*ASSIGNED TASK*: Send back every record word for word, with nothing missing.

*SOURCE MATERIAL*:

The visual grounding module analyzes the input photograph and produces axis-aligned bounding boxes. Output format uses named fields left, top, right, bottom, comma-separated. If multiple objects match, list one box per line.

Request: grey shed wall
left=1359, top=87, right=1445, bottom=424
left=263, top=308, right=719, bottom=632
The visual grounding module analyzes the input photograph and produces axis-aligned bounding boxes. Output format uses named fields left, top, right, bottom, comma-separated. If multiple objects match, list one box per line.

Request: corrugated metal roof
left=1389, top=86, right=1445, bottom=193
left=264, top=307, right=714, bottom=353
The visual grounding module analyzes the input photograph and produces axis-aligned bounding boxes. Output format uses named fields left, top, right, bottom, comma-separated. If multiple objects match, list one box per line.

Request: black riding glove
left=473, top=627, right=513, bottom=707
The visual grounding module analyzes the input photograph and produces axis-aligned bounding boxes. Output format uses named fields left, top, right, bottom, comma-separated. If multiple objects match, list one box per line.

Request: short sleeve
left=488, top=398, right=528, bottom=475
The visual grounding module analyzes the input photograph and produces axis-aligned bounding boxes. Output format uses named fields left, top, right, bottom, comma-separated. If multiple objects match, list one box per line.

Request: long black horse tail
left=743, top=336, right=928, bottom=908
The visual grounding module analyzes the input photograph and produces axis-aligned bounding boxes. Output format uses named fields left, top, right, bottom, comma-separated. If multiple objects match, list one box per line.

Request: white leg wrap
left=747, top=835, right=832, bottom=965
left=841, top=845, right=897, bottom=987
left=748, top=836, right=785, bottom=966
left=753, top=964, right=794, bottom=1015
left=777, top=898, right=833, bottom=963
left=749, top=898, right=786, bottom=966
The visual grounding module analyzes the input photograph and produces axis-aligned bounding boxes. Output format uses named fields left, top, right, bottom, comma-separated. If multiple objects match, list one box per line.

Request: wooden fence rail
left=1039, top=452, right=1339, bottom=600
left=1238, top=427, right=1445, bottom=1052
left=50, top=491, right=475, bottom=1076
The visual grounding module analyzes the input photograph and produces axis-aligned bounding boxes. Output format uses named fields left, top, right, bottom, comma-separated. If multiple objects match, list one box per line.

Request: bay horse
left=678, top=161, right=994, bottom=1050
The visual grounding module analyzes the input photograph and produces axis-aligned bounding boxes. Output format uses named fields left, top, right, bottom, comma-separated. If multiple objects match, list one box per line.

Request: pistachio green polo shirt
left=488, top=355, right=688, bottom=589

*REPLY*:
The visual grounding module analyzes the input photograph and produces axis-aligned bounding boxes. Output format uses named fields left, top, right, bottom, comma-separated. If multiple objects match, list one box per line.

Request: grey shed wall
left=1359, top=87, right=1445, bottom=424
left=263, top=308, right=719, bottom=632
The visual grounding module analyzes the input photograph and produces axis-aligned bounding boxes. Output format uses named fields left, top, right, bottom, comma-separated. If multiple objects match, list one box per line.

Request: corrugated metal roof
left=1389, top=86, right=1445, bottom=193
left=264, top=307, right=714, bottom=353
The visual grounding module analyzes the input photograph and produces axis-aligned bounding boxes. Output format uses named fields left, top, right, bottom, comma-separated. If multiple objects match, list one box per line.

Request: black riding glove
left=473, top=627, right=513, bottom=707
The visual grounding module analyzes the input photograph and produces axis-aligned bounding boxes. Output format uses named fields left, top, right, bottom, comma-separated. If multiple objects match, list one box per line.

Request: short sleeve
left=488, top=398, right=528, bottom=475
The visual grounding module analyzes the input photograph and produces axis-aligned bounding boxes. Output format uses named fields left, top, right, bottom, comma-separated. If multiple objects match, list one box per line.

Request: long black horse tail
left=743, top=336, right=928, bottom=908
The visual grounding module analyzes the input photograph and produces axis-aligned bounding boxes. Output format uses named fields left, top, right, bottom, comma-separated. If multiple objects match, list one box per line.

Request: white leg wrap
left=747, top=835, right=832, bottom=965
left=841, top=845, right=897, bottom=987
left=748, top=836, right=785, bottom=966
left=753, top=964, right=794, bottom=1015
left=777, top=898, right=833, bottom=963
left=749, top=898, right=786, bottom=966
The visual grounding module analyzes the input photograph and produces axis-aligned bounding boxes. Output format uses named fields left, top, right, bottom, comma-separated. If multiple objects match, list one box per line.

Request: wooden fence rail
left=1039, top=452, right=1339, bottom=600
left=1238, top=427, right=1445, bottom=1052
left=50, top=491, right=475, bottom=1076
The visual grounding module analyzes the input photograph and produces axis-aligned bounding boxes. Output format uses named fields left, top, right, bottom, comma-separated. If multiple objects match, list one box per line.

Request: bay horse
left=678, top=161, right=994, bottom=1050
The visual grounding module analyzes the input photograph and produces axis-aligned bounding boxes. Output format uses named fields left, top, right, bottom, comma-separated. If multiple objects match, list one box per line.

Request: pistachio green polo shirt
left=488, top=355, right=688, bottom=589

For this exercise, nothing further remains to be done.